> Exercise goal:
Rewrite each line of the items below as a JSON list of strings, one string per line, omitting any blank lines.

> Input rows:
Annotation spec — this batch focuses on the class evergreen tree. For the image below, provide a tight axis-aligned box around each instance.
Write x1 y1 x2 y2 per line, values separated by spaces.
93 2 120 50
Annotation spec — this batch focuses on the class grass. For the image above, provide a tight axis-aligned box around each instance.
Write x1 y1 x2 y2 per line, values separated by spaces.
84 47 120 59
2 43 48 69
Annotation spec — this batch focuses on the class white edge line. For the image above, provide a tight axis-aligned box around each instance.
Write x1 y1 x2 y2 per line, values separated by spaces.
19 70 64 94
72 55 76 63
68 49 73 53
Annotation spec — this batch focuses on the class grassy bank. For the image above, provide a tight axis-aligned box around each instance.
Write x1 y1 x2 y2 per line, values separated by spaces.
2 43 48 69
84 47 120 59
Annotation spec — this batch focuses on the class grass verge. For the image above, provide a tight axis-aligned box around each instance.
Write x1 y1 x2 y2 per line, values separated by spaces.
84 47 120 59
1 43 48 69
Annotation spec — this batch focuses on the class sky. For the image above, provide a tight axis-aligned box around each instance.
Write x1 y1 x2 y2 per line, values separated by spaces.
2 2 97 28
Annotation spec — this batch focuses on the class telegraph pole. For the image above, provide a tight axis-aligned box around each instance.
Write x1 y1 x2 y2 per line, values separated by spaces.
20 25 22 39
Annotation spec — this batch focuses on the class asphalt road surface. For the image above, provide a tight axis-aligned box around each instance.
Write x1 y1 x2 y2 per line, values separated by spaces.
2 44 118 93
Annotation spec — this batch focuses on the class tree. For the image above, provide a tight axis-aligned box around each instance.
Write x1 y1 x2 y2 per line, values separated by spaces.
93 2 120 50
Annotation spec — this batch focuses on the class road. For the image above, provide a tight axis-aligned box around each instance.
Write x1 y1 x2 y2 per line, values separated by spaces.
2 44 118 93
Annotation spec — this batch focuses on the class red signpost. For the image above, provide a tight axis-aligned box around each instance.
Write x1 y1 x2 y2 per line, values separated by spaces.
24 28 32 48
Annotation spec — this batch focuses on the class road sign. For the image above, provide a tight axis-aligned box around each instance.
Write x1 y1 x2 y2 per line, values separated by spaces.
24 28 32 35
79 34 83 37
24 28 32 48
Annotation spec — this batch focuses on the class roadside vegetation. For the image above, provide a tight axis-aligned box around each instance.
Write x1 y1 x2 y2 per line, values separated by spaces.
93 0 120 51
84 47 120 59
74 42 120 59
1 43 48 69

> Exercise solution:
[
  "Annotation spec — this batch focuses on the class evergreen tree. For the image below, provide a tight axis-aligned box around each instance.",
  "Write x1 y1 x2 y2 per line, values separated by spaces.",
  "93 2 120 50",
  "Annotation spec — this batch focuses on the class grass. For the image above, provide a tight axis-aligned box around each instance.",
  "Write x1 y1 x2 y2 per line, values separated by spaces.",
  "84 47 120 59",
  "2 43 48 69",
  "Annotation spec — this batch focuses on the class white edge line. For the image above, provide a tight axis-aligned box around each instance.",
  "Write x1 y1 x2 y2 per line, values separated by spaces.",
  "19 70 64 94",
  "72 55 76 63",
  "68 49 73 53",
  "Annotation spec — this batch focuses on the class grassy bank. For the image above, provide a tight axis-aligned box around each instance.",
  "Write x1 y1 x2 y2 per line, values separated by spaces.",
  "2 43 48 69",
  "84 47 120 59",
  "Annotation spec — this batch focuses on the class grass verge. For the image above, provide a tight axis-aligned box around each instance.",
  "Write x1 y1 x2 y2 per line, values separated by spaces.",
  "84 47 120 59",
  "1 43 48 69",
  "Annotation spec — this batch focuses on the class sky. For the image above, provide a tight axis-aligned box around each instance.",
  "Write x1 y1 x2 y2 per line, values separated by spaces.",
  "2 2 97 28",
  "Annotation spec — this batch focuses on the class telegraph pole. For the image above, provide a tight axis-aligned box around each instance.",
  "Write x1 y1 x2 y2 per line, values separated by spaces.",
  "20 25 22 39",
  "Annotation spec — this batch focuses on the class asphalt road surface. For the image above, provide a tight axis-aligned box around each instance.",
  "Write x1 y1 x2 y2 per line, values separated by spaces.",
  "2 44 118 93",
  "Annotation spec — this batch focuses on the class tree. For the image above, provide a tight axis-aligned box around each instance.",
  "Write x1 y1 x2 y2 per line, values separated by spaces.",
  "93 2 120 50",
  "Annotation spec — this batch focuses on the class road. For the image above, provide a tight axis-aligned box around each instance.",
  "Write x1 y1 x2 y2 per line, values separated by spaces.",
  "2 44 118 93",
  "Annotation spec — this batch focuses on the class red signpost. For the image above, provide a tight axis-aligned box around each instance.",
  "Write x1 y1 x2 y2 per line, values separated by spaces.",
  "24 28 32 48",
  "Annotation spec — this batch focuses on the class road sign. For the image above, provide a tight axis-aligned box around each instance.",
  "Write x1 y1 x2 y2 per line, values separated by spaces.",
  "24 28 32 35",
  "79 34 83 37",
  "24 28 32 48",
  "Annotation spec — this batch focuses on the class roadside vegetation. For the image above, provide a tight axis-aligned box around each instance.",
  "Write x1 y1 x2 y2 per line, values separated by spaces.",
  "93 0 120 51",
  "84 47 120 59",
  "74 42 120 59",
  "1 43 48 69"
]